Difficile de croire à quel point les choses ont changé au cours de cette année, mais la solidarité et la force de notre mouvement demeurent constantes. À Bruxelles, ce mois d’avril a encore été chargé, à commencer par les propositions « Omnibus » de simplification de la Commission européenne. Comme nous l’avons mentionné, ces propositions ressemblent à une liste de souhaits des entreprises, imitant le discours politique américain et abandonnant la législation fondée sur des données probantes. « Réduire les formalités administratives » ? Cela signifie exclure 80 % des entreprises du champ d’application de la directive sur le devoir de vigilance. « Simplifier les règles » est synonyme de réduction des normes législatives.
Les enjeux portent principalement sur deux directives, celle concernant la durabilité et le devoir de vigilance des entreprises (CSDD) et celle sur le reporting des entreprises (CSRD), avec la volonté de chercher à diluer de nombreuses victoires durement gagnées. Parmi elles : la suppression de l’obligation de mettre en œuvre des plans de transition climatique ; l’ouverture de la porte au greenwashing des entreprises ; la réduction drastique de la portée tout au long des chaînes d’approvisionnement ; enfin la suppression de la surveillance en temps réel.
Lors de la plénière de Strasbourg, les députés européens ont en outre voté un report d’un an pour la CSDD, de deux ans pour la CSRD. Certes, cela signifie que même une législation très assouplie n’aura pas d’impact avant un an ou deux. Mais il s’agit du moindre mal.
Un plan d’action pour l’intelligence artificielle
En ce qui concerne les besoins réels des travailleurs, nous avons également discuté de la feuille de route pour des emplois de qualité avec la commissaire Roxana Mînzatu. Aux côtés d’autres partenaires sociaux, les syndicats ont souligné la nécessité d’une législation portant notamment sur les risques psychosociaux, le management algorithmique, le télétravail et le droit à la déconnexion. Cette feuille de route, dont la publication est prévue au quatrième trimestre 2025, reste malheureusement un concept vague, sans aperçu de son contenu.

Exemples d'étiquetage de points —
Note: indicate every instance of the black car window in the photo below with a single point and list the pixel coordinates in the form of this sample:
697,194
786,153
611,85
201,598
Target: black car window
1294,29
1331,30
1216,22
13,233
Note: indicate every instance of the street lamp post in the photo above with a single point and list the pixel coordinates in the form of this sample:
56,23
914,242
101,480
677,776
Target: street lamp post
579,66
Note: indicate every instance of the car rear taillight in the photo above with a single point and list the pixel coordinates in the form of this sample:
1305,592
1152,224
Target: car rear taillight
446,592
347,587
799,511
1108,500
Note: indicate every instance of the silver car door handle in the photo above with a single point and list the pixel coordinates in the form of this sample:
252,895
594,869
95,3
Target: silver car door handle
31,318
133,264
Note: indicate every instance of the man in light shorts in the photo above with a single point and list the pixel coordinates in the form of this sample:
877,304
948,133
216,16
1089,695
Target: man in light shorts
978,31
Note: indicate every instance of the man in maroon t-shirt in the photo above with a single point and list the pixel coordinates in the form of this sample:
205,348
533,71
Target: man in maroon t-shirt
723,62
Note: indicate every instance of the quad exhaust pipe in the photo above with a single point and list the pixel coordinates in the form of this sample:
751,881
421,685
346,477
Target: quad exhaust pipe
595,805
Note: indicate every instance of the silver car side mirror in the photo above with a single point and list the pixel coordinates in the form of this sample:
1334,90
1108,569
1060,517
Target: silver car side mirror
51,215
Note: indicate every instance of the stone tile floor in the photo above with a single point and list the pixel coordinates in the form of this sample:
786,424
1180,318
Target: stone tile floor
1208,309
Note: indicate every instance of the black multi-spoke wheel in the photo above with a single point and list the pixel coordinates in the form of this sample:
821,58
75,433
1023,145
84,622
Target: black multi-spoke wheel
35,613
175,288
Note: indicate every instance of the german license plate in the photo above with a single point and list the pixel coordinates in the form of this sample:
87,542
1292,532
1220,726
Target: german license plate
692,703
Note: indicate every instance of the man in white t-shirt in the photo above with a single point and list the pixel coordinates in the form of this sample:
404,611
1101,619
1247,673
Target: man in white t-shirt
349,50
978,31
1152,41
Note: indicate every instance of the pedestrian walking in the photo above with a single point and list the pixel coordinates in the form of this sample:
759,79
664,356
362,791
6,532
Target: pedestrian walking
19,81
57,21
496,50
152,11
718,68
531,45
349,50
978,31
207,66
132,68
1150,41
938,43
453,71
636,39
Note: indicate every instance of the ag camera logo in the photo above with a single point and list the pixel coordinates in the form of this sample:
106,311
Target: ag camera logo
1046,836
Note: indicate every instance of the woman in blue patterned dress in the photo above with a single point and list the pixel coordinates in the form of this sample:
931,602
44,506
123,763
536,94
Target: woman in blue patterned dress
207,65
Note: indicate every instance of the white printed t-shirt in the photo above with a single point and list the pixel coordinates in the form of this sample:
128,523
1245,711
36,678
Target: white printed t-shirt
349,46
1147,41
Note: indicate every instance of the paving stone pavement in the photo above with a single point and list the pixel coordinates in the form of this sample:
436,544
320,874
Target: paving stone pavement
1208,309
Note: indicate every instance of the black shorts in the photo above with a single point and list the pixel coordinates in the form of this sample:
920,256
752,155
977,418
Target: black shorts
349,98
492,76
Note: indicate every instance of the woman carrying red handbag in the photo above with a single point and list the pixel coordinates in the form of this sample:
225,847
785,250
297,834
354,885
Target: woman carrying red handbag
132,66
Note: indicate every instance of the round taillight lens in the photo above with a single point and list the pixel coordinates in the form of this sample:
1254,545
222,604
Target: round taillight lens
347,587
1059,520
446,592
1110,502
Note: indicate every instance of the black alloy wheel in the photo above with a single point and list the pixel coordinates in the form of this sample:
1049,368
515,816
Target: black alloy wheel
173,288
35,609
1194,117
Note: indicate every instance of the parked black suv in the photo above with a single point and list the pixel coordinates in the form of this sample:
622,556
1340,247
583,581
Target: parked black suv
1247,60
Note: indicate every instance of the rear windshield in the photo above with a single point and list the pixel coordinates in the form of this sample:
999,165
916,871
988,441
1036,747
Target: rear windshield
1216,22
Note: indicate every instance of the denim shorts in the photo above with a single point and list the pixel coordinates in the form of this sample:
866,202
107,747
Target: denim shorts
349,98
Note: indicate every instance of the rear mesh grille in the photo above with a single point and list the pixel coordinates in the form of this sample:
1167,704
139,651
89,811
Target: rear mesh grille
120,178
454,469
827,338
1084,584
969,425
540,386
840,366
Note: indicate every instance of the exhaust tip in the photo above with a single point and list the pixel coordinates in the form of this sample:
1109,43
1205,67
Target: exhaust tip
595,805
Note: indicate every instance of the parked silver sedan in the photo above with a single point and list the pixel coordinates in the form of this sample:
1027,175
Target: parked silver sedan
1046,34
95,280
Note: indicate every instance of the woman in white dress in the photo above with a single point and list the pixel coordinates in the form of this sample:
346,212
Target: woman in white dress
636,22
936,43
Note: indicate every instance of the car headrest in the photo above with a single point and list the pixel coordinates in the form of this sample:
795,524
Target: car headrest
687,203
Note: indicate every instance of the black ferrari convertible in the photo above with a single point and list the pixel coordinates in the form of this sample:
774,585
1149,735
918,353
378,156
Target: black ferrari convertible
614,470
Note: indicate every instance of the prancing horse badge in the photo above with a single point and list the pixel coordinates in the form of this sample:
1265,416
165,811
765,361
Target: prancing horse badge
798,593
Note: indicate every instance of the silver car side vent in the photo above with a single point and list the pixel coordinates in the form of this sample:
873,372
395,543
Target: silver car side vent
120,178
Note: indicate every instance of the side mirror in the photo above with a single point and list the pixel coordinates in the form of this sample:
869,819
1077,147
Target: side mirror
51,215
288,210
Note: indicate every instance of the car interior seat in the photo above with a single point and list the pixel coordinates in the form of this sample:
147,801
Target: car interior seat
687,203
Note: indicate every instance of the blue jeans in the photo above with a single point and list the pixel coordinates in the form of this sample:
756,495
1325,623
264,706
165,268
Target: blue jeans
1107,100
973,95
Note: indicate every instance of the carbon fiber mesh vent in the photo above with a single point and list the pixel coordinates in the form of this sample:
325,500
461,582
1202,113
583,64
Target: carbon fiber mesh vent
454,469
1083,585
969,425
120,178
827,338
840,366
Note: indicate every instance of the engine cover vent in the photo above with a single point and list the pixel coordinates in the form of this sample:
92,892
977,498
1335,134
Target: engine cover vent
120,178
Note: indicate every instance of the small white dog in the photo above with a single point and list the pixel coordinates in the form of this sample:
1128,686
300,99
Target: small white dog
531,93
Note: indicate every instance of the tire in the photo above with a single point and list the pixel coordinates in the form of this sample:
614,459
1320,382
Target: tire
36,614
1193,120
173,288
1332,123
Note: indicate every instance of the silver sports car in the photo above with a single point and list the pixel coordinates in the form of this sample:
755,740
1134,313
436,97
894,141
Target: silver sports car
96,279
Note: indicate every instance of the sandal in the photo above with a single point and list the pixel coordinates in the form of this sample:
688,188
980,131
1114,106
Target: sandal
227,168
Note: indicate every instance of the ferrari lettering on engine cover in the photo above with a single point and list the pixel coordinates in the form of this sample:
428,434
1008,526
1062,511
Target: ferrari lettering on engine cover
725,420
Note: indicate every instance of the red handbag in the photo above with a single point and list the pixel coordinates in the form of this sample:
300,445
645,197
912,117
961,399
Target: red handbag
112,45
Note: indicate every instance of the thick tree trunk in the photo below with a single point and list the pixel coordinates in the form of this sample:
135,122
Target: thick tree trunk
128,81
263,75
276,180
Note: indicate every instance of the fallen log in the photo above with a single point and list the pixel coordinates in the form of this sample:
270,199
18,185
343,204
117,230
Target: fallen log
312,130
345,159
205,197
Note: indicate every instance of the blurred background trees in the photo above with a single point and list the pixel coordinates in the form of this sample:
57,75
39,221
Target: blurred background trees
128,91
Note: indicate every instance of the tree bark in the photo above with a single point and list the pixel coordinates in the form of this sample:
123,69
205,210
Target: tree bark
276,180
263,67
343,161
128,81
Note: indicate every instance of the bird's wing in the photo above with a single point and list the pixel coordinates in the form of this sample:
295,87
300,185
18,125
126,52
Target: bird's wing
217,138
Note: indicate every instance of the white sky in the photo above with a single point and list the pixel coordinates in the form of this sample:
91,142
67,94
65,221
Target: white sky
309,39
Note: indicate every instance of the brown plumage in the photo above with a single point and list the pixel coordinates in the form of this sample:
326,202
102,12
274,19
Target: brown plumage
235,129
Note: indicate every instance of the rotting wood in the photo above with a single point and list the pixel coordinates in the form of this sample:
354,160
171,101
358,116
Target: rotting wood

Consigne 1 —
D'après le texte source, quelle est la durée du report voté par les députés européens pour la CSRD ?
Consigne 2 —
Recopiez le passage du texte source allant de « Lors de la plénière » jusqu'à « du moindre mal. », en remplaçant « les députés européens » par « les eurodéputés ».

Réponse attendue 1 —
Deux ans.

Réponse attendue 2 —
Lors de la plénière de Strasbourg, les eurodéputés ont en outre voté un report d’un an pour la CSDD, de deux ans pour la CSRD. Certes, cela signifie que même une législation très assouplie n’aura pas d’impact avant un an ou deux. Mais il s’agit du moindre mal.